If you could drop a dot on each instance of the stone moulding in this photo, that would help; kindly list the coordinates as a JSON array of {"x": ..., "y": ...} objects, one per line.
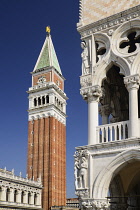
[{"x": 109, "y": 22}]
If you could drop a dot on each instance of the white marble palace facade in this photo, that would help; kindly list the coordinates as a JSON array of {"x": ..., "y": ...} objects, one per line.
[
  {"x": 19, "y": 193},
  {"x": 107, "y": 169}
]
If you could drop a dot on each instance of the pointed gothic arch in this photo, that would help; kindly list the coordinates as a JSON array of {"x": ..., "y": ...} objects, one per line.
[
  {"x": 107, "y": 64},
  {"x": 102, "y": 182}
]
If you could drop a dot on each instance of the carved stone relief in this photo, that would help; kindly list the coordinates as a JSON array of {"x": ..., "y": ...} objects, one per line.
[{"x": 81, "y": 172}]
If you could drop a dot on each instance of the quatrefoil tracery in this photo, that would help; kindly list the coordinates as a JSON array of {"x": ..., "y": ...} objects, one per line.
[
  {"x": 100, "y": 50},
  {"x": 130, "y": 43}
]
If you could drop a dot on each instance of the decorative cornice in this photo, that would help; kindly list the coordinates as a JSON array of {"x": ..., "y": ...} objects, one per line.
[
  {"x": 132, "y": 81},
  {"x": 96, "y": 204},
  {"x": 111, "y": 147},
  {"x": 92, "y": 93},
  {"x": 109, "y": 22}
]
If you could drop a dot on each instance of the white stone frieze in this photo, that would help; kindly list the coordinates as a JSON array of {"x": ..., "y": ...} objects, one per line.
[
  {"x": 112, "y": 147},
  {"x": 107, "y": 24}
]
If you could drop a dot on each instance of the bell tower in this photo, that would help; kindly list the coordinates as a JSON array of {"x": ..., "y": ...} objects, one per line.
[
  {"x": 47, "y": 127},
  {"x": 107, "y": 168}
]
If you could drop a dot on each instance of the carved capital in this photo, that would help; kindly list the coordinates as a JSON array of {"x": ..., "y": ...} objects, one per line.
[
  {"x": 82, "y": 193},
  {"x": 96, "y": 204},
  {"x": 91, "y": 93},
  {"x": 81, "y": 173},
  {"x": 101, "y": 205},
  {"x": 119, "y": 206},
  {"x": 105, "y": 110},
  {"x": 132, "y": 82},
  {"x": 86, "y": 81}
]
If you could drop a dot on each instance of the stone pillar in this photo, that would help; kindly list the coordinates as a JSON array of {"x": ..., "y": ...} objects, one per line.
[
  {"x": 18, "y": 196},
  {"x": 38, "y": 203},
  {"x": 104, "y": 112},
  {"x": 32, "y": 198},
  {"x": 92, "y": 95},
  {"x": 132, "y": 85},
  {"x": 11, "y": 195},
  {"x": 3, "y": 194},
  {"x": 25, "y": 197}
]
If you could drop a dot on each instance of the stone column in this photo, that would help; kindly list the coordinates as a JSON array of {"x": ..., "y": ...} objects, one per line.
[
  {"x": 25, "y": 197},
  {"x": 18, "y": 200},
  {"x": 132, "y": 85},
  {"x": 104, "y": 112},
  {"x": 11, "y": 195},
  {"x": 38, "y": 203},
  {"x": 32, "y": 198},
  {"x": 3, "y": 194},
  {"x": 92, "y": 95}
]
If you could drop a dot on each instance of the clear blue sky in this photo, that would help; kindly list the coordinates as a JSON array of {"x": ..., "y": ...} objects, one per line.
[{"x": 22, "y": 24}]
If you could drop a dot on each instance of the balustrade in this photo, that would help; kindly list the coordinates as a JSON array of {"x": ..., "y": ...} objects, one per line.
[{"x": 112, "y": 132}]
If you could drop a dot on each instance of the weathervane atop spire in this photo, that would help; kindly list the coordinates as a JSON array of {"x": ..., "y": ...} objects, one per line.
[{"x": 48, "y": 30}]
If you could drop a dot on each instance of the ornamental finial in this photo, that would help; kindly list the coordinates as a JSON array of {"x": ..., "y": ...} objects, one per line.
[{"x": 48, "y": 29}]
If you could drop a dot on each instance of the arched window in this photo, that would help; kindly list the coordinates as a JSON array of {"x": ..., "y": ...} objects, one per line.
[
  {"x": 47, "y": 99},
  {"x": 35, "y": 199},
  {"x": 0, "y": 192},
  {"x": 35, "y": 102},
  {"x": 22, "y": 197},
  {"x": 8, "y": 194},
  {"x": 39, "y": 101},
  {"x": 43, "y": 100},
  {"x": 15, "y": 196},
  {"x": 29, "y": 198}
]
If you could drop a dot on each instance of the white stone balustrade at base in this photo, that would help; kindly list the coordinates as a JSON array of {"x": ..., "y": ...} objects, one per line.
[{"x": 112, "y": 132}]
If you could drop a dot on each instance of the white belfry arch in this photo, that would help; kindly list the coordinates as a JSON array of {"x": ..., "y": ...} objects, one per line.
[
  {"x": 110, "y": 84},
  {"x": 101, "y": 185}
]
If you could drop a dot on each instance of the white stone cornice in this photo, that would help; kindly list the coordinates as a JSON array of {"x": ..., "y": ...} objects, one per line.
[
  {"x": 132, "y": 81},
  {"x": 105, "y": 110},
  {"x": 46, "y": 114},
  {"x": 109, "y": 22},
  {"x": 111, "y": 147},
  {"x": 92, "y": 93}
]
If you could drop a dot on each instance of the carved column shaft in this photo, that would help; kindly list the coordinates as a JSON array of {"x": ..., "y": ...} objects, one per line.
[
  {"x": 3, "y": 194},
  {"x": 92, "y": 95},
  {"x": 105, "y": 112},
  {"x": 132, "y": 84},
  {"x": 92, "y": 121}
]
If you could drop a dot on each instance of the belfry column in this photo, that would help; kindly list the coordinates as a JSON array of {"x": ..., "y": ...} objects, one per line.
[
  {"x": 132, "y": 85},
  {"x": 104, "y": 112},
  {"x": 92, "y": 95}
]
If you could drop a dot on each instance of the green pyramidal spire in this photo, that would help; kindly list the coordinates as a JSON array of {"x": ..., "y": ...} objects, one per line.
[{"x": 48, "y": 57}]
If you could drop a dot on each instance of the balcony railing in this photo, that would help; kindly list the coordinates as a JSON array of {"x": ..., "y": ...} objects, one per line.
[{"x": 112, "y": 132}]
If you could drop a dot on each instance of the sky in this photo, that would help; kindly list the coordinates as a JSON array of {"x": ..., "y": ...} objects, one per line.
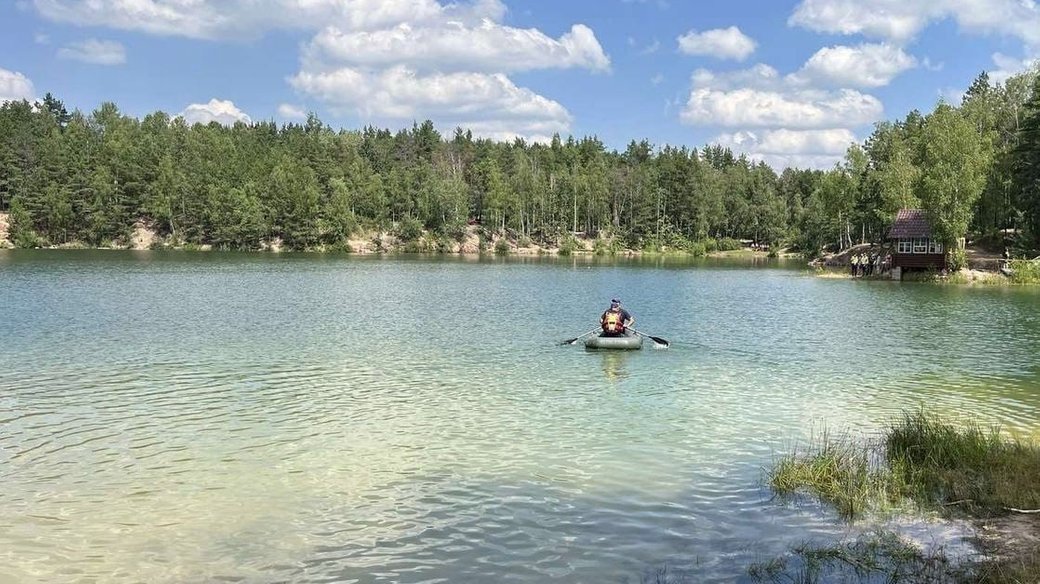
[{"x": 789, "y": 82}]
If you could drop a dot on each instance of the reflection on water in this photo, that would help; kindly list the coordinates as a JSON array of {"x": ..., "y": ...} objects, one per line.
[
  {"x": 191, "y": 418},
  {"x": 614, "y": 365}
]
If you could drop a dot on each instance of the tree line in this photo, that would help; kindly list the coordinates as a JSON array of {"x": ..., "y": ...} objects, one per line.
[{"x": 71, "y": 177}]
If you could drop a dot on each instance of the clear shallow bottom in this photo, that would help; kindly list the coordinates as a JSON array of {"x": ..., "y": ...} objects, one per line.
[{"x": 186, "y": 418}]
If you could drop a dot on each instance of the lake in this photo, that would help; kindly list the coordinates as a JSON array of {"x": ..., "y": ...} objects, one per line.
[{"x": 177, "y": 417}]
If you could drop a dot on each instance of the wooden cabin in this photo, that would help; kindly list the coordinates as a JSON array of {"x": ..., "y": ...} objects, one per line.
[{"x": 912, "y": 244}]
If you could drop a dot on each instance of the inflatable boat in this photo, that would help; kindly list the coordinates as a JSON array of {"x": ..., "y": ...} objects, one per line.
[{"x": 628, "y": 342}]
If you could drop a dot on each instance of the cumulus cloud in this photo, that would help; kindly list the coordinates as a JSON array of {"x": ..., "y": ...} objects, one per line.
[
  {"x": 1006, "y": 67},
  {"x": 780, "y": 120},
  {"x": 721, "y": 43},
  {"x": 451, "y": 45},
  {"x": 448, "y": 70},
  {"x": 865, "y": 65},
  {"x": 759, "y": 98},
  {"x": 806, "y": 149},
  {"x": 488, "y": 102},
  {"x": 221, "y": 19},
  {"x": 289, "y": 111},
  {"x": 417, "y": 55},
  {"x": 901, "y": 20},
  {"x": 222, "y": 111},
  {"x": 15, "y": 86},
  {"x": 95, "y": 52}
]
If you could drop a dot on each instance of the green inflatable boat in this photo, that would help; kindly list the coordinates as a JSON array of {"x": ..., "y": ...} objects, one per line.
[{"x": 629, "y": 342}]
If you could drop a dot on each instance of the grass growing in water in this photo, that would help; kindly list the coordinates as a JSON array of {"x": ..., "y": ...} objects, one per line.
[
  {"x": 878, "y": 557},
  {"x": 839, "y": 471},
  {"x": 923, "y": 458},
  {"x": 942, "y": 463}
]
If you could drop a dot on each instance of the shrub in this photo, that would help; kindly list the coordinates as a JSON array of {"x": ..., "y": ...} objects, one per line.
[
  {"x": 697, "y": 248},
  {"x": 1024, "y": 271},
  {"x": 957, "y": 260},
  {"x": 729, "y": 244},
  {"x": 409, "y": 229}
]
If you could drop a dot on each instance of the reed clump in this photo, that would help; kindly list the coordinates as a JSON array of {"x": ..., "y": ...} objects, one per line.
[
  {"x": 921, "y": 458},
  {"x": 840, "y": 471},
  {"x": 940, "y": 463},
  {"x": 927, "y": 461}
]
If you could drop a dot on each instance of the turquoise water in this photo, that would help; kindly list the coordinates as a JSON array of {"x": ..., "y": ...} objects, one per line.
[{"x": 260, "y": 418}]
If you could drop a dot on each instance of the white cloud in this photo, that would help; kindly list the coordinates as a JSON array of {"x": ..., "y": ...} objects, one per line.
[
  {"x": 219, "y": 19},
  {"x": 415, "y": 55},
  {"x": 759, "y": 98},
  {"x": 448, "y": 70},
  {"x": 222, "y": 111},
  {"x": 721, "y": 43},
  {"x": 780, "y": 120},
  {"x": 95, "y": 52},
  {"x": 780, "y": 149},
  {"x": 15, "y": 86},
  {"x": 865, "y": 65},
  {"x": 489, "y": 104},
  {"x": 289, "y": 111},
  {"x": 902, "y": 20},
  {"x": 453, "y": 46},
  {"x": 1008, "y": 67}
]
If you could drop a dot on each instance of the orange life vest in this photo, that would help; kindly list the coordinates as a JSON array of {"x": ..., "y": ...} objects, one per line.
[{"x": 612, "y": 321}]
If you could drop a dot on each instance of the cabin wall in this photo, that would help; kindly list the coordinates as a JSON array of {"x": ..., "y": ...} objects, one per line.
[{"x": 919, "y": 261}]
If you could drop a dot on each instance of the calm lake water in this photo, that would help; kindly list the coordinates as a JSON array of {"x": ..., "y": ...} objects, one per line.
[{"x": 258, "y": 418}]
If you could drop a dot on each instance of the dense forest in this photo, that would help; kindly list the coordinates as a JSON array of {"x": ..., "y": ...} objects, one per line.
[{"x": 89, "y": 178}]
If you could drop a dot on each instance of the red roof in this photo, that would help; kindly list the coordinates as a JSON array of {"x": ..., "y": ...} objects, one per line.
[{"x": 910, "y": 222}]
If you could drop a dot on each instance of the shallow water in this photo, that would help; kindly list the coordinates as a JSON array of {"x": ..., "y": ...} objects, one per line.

——

**WORK INSTRUCTION**.
Copy exactly the lines of the listing above, beginning at the line with "of the cabin" and ending at its final line; write out nothing else.

**REPLY**.
If you could drop a dot on each instance of the cabin wall in this photo, that would help; kindly list the coordinates as a JSON array of {"x": ..., "y": ...} objects, one per line.
[{"x": 919, "y": 261}]
If you could drop a dot on each instance of the calm lake water in this photo, that would help; kindly list the coordinates as a JSON array of {"x": ..., "y": ...} objects, one per line.
[{"x": 258, "y": 418}]
If you could drop a dot on each instance of the dense forest in this photo, that would help; kindly list the coordinates as a JSON array of {"x": ..., "y": ...} objects, one per line.
[{"x": 89, "y": 178}]
If you could drop a dot on each instance of the red roof in this photo, that would help; kindly list the coordinates as a JSON array of {"x": ..., "y": ...} objects, one per line.
[{"x": 910, "y": 222}]
If you could drop a dot on each instance of the shallow water in this photo, that would help; kindly list the coordinates as a JSON array of {"x": ..., "y": ...} objects, one per line.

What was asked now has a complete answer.